- _Task_: Gather every line of the material below that contains the string "slope". Treat uppercase and lowercase letters as distinct when matching.

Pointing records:
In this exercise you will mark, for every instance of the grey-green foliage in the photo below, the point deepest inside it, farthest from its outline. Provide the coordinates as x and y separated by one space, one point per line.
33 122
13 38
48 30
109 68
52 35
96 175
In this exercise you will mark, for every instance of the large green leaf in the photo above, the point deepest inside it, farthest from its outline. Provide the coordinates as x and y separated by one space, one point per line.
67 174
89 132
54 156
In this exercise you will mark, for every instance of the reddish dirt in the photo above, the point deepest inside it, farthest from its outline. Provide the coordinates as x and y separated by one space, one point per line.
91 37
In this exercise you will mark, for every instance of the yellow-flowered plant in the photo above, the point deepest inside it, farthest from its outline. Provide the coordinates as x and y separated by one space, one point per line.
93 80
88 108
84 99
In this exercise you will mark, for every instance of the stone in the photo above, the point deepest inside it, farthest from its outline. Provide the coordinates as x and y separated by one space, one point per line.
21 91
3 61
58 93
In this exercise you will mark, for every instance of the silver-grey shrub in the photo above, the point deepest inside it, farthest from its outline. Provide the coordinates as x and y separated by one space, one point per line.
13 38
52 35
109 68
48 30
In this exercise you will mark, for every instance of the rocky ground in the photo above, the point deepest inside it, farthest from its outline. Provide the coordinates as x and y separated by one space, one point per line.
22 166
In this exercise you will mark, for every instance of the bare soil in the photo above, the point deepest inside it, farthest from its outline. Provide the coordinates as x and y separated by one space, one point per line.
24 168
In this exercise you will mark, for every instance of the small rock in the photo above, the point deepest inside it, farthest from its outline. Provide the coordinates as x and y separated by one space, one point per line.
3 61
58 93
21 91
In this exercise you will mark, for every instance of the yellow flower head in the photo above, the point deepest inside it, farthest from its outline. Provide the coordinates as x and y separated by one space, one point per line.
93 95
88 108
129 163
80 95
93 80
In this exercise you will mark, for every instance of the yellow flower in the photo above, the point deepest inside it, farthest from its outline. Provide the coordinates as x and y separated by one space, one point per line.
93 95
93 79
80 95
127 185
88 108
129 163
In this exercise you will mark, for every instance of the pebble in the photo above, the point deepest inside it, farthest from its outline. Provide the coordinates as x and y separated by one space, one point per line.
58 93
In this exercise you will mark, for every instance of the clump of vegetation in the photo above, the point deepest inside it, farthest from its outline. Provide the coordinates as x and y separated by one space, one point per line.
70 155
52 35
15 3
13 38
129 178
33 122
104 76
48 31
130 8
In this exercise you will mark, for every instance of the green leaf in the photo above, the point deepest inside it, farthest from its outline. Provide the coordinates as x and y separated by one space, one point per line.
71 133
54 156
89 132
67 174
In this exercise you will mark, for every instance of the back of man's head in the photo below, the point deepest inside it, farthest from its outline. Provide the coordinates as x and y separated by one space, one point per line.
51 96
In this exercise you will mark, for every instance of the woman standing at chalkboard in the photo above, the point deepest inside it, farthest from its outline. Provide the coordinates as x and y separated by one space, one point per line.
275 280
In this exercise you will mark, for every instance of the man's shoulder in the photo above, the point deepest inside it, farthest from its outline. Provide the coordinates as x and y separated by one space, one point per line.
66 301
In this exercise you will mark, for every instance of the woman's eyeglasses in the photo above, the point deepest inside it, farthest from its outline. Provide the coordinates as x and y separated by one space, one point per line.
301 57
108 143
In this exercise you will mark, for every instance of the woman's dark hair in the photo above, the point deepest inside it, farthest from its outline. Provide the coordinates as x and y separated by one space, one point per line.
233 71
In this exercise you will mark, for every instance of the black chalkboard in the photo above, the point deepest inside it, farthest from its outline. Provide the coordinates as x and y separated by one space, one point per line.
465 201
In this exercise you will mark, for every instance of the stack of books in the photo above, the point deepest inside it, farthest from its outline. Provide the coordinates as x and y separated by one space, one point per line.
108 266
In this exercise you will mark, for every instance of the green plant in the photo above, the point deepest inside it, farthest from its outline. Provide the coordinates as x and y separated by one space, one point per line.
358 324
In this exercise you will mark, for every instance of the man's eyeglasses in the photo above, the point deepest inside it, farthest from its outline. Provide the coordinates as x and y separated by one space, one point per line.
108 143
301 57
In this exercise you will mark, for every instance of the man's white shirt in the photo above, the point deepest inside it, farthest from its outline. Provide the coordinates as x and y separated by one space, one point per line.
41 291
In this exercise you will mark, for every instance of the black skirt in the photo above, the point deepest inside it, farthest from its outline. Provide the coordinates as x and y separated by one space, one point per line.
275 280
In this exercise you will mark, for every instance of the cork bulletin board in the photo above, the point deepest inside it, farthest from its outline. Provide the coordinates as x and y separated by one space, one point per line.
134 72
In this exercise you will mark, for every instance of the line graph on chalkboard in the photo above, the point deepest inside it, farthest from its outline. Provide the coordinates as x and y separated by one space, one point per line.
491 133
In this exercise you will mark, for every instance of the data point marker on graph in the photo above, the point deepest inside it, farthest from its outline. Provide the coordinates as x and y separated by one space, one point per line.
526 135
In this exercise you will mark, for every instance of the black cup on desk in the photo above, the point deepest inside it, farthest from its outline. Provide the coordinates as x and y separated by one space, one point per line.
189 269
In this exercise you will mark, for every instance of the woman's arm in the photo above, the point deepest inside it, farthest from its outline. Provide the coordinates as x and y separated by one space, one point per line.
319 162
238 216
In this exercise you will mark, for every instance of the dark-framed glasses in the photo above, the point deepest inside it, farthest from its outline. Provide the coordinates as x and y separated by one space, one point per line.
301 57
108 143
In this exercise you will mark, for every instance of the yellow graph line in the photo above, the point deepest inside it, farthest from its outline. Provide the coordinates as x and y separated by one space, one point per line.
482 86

* * *

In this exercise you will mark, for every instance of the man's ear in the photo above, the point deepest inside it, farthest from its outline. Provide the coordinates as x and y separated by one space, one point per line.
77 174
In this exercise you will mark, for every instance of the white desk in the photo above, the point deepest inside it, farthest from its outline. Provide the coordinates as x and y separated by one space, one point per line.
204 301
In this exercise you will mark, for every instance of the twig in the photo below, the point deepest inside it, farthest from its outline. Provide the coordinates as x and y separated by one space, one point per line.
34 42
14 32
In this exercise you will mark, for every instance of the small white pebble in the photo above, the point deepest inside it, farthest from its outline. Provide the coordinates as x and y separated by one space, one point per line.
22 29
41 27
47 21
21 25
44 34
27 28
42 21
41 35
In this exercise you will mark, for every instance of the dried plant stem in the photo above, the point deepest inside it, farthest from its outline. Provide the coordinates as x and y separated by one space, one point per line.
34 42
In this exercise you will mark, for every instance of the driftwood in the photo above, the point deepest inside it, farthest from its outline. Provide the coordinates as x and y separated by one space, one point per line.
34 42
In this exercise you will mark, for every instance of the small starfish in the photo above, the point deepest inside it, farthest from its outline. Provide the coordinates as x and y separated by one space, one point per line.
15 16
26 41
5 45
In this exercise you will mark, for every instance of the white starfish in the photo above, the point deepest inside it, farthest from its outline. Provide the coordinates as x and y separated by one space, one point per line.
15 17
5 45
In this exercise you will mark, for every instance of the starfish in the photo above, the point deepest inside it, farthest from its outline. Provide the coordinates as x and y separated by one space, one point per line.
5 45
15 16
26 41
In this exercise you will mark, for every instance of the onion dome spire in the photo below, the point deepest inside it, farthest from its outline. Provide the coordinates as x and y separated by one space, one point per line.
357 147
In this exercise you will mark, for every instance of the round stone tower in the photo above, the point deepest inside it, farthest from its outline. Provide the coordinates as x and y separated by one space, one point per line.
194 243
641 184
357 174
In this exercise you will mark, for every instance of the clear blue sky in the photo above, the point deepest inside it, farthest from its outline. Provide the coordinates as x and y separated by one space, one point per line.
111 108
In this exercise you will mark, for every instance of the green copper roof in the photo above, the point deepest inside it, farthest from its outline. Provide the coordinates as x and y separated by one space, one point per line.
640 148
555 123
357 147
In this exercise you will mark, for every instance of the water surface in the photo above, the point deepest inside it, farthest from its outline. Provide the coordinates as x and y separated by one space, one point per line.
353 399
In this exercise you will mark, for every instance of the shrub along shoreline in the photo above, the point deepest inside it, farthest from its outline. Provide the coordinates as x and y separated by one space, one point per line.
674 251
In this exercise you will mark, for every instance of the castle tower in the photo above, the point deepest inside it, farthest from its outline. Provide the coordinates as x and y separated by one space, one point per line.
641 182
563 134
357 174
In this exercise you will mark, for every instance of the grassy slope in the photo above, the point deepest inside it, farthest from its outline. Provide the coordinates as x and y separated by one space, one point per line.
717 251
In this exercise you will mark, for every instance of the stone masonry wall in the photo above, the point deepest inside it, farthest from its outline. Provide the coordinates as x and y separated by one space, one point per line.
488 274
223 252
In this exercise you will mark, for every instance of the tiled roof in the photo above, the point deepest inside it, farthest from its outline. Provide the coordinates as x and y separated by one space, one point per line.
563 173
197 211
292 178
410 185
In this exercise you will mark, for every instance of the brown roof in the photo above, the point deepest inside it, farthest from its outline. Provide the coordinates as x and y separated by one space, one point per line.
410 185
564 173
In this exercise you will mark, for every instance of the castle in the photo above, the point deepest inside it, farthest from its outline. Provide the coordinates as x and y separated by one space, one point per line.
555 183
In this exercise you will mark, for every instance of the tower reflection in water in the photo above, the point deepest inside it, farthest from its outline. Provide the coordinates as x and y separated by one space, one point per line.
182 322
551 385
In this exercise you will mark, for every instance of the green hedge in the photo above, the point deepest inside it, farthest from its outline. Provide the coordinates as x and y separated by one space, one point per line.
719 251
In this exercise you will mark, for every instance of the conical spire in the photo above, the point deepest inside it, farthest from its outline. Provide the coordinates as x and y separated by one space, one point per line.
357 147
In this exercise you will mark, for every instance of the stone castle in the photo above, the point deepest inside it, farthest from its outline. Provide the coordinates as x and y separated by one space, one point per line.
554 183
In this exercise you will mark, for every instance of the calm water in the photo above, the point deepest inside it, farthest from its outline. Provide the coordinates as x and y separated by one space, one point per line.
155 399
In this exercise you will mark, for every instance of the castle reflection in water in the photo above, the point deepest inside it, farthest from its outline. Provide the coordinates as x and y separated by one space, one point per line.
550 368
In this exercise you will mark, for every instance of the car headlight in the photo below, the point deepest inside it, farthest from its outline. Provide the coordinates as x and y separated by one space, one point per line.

- _Written response_:
In this exercise you will mark, for every instance of the grassy slope in the photo above, the point deepest inside it, farthest from its outline. Provide the coordinates as x and y separated by one space, one point per line.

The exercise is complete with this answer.